→ **Task to carry out**: Copy word for word the passage of the jobs report text starting with "Yet, the number" and going on through "5.8% to 5.0%.".
[Start Source document]
Last Friday's employment report (December 4) was yet another one that looked great on the outside, but no so good when you opened it up. There was lots of excitement about payroll employment up +211,000, exceeding expectations, plus revisions to prior data. The household survey, which we prefer because it includes self-employment, does not double count workers with multiple jobs, and is the report used to calculate the unemployment rate, increased by +244,000 workers.
Yet, the number of full time workers increased by only +3,000. The number of full time workers has been flat since since August.

The unemployment rate held steady at 5%. The U-6 rate, which includes discouraged workers, rose from 9.8% to 9.9%.
These are the changes to employment that have occurred since November of 2014:

  • The civilian labor force has increased by +899,000 and is now 157,301,000 (+0.57%).
  • The number of employed has risen from 147,331,000 to 149,364,000, an increase of +2,033,000 (+1.38%).
  • The fact that the labor force is not increasing at the same rate as population keeping the unemployment rate at levels typically experienced in healthier economies, sending a flawed signal of health to the markets. The unemployment rate has fallen from 5.8% to 5.0%.
  • The labor participation rate has fallen from 62.9% to 62.5%, and is the lowest since the late 1970s.
[End Source document]
[Start Extracted data]
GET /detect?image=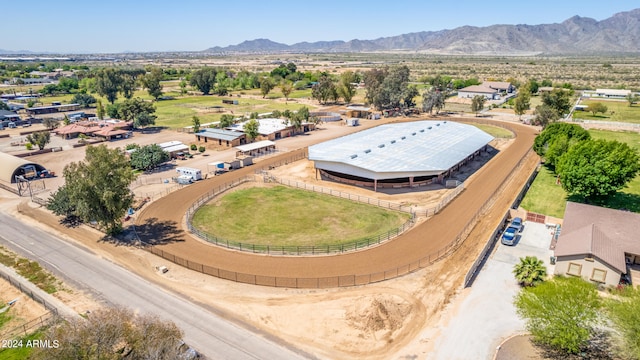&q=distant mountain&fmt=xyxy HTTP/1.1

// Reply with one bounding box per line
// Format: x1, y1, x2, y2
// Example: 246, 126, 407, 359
204, 9, 640, 55
0, 49, 33, 55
[End Extracted data]
→ **Solution below**:
Yet, the number of full time workers increased by only +3,000. The number of full time workers has been flat since since August.

The unemployment rate held steady at 5%. The U-6 rate, which includes discouraged workers, rose from 9.8% to 9.9%.
These are the changes to employment that have occurred since November of 2014:

  • The civilian labor force has increased by +899,000 and is now 157,301,000 (+0.57%).
  • The number of employed has risen from 147,331,000 to 149,364,000, an increase of +2,033,000 (+1.38%).
  • The fact that the labor force is not increasing at the same rate as population keeping the unemployment rate at levels typically experienced in healthier economies, sending a flawed signal of health to the markets. The unemployment rate has fallen from 5.8% to 5.0%.